Your task: Once the pictures are set aside, copy the data below exactly as it stands.

Task data:

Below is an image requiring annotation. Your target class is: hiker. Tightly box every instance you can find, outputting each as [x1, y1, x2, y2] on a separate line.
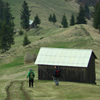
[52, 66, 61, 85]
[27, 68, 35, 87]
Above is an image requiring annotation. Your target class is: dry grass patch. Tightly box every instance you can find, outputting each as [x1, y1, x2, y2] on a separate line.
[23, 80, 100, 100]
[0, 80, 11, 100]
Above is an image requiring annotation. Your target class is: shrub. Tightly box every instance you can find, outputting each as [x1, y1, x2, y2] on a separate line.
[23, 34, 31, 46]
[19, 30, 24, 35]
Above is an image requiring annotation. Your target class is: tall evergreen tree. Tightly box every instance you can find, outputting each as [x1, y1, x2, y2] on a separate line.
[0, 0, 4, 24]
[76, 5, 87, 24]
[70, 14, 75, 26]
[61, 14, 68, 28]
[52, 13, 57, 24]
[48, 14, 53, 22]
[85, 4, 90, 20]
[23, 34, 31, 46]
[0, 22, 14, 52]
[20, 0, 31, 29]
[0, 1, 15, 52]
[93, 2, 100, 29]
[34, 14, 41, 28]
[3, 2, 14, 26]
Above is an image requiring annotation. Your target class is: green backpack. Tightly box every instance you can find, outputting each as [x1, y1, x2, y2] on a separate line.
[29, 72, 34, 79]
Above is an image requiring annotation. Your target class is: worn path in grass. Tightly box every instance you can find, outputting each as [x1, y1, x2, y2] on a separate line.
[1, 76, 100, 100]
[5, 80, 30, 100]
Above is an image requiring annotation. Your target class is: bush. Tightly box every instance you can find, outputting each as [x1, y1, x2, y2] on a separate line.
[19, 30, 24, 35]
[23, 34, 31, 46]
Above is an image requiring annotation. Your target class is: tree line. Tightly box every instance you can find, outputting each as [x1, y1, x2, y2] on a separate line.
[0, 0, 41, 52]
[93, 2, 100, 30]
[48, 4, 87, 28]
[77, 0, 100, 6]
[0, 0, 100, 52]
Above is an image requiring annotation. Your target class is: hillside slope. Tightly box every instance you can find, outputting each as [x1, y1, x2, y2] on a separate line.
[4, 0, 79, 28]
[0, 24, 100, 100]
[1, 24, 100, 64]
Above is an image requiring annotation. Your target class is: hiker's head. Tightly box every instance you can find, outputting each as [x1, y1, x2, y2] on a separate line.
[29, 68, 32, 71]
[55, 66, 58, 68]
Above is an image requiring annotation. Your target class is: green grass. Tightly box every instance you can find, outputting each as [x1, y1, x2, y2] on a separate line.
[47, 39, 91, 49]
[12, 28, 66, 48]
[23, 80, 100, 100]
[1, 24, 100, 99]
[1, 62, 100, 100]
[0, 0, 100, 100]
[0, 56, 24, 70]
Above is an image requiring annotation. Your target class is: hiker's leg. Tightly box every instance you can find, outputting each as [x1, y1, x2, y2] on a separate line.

Completed exercise:
Below is an image requiring annotation. Your target class is: hiker. Tightly box every instance you can find, outputting each as [x1, y1, x2, y2] on a separate line.
[52, 66, 61, 85]
[27, 68, 35, 87]
Above is an image requiring annotation. Your target class is: dry grass patch. Tightly box every instance you can find, outputting each as [x1, y1, x2, y2] on a separate line.
[23, 80, 100, 100]
[0, 80, 11, 100]
Above is an image requiring annotation. Your target class is: shrub. Tightly box every instance you can find, outputting each as [x1, y1, x2, y2] on a separate line.
[23, 34, 31, 46]
[19, 30, 24, 35]
Above is an image requiring annotation. Your target class is: tall evergreen tree. Tightly box every instance you can find, outputting each as [x1, y1, x2, y2] on a separate line.
[0, 0, 4, 24]
[76, 5, 87, 24]
[70, 14, 75, 26]
[61, 14, 68, 28]
[52, 13, 57, 24]
[48, 14, 53, 22]
[85, 4, 90, 20]
[23, 34, 31, 46]
[0, 22, 14, 52]
[20, 0, 31, 29]
[0, 1, 15, 52]
[93, 2, 100, 29]
[34, 14, 41, 28]
[3, 2, 14, 26]
Above is an image requiring annotation. Your target class is: green backpack. Tightly box every instance you can find, outputting each as [x1, y1, x2, y2] on a separate line.
[29, 72, 34, 79]
Above is an image requiring annotation. Your target class is: worn path in grass. Tightly box every instance you can find, outputting each as [x1, y1, x2, y2] on a separate line.
[1, 76, 100, 100]
[5, 80, 30, 100]
Above is an image requiring annotation. Your target class is: bush. Tightly box every instance you can find, outputting each as [x1, y1, x2, y2] on a separate line.
[19, 30, 24, 35]
[23, 34, 31, 46]
Above is an image requiring annotation. Your target class is: tree line. Tightly box every instance you can find, outputting each as [x1, y1, x2, y2] on a separate line.
[0, 0, 41, 52]
[93, 2, 100, 30]
[48, 4, 87, 28]
[77, 0, 100, 6]
[0, 0, 100, 52]
Above is an image requiring annotation. Your target class is: hillside slope. Tightly box every instance you can find, outputting each as [x1, y1, x2, y2] on a separate line.
[4, 0, 79, 28]
[0, 24, 100, 100]
[1, 24, 100, 64]
Above is an image requiring annotation. Your target class is: hiker's head. Tightly box every instance you can find, outputting each as [x1, y1, x2, y2] on a separate line.
[29, 68, 32, 71]
[55, 66, 58, 68]
Above is an image requiring annotation. Your target class is: green grass. Tightly box every instance you can find, outputting each as [x1, y1, x2, y2] on a separate line.
[47, 39, 91, 49]
[12, 28, 66, 48]
[23, 80, 100, 100]
[1, 24, 100, 99]
[1, 62, 100, 100]
[0, 0, 100, 100]
[0, 56, 24, 70]
Above is an image requiring annotation. Your target class is: hiker's leg. Tightly box every instance you can find, outputting each as [x1, y1, x2, y2] on a separate line.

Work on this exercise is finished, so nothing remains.